§ Point localization data
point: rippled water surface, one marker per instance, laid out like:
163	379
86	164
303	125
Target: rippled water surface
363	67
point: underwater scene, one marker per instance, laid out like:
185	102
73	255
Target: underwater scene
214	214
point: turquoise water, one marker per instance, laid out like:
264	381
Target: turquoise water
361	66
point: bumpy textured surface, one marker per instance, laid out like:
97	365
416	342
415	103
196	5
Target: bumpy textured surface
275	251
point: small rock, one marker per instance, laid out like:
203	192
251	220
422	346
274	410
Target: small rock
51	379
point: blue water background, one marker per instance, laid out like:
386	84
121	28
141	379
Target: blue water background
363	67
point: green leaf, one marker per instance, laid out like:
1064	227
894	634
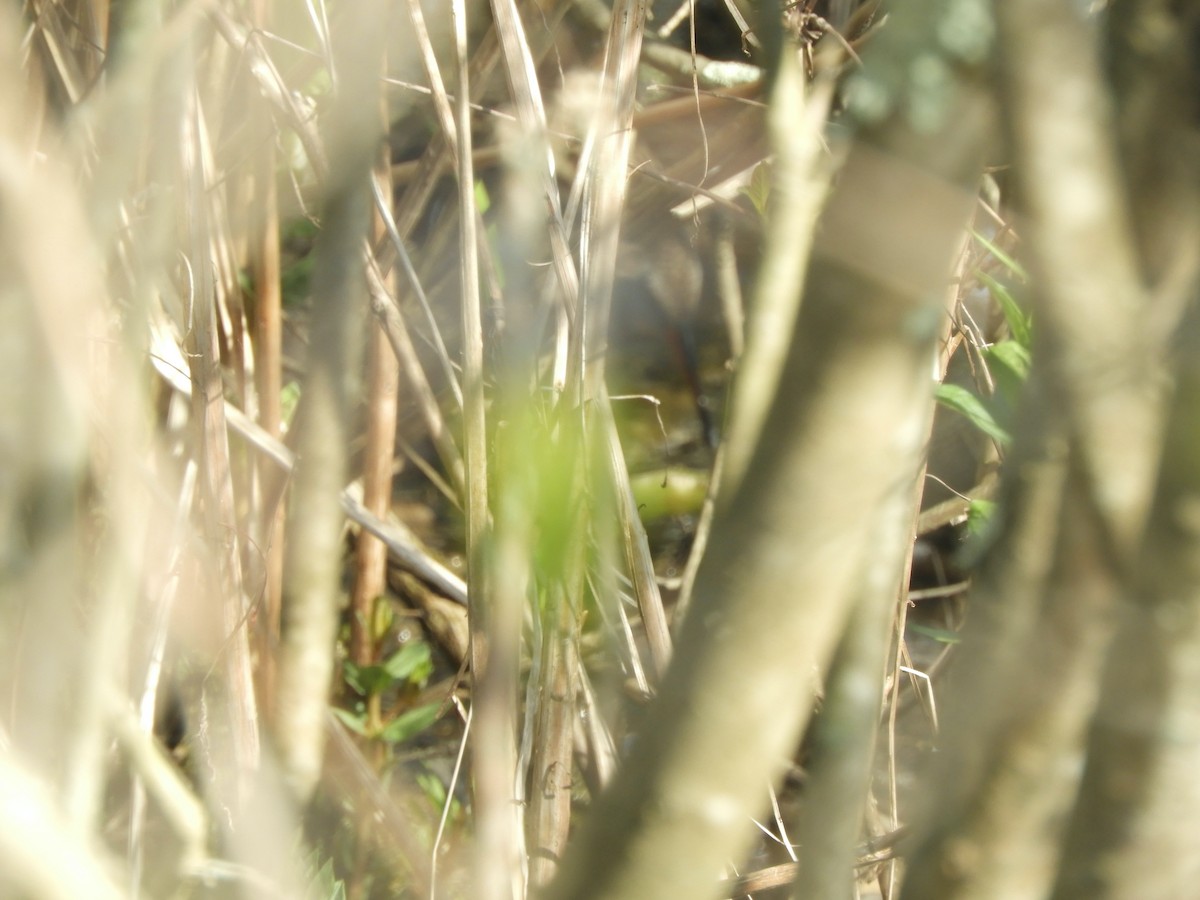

§ What you are asked to do
The records above should be repeated exactly, with no pictures in the copy.

§ Exercise response
point: rippled water surface, one marker per instance, laid out like:
163	379
86	164
303	125
Target: rippled water surface
363	67
point: underwater scene, one marker per instance, laid out like:
185	102
73	255
Target: underwater scene
214	214
point: turquoise water, one marker per instance, laid out like:
264	381
Target: turquoise water
361	66
point: bumpy textured surface, one marker per instance, laid out like:
97	365
416	342
415	103
196	5
Target: bumpy textured surface
275	251
point: small rock, one marker per instance, laid out like:
203	192
251	220
422	346
274	410
Target: small rock
51	379
point: blue water background, one marker per instance, laid out like:
386	84
121	28
141	379
Target: blue water background
363	67
point: green leaf, one marker per instance, laid out like:
1064	227
894	634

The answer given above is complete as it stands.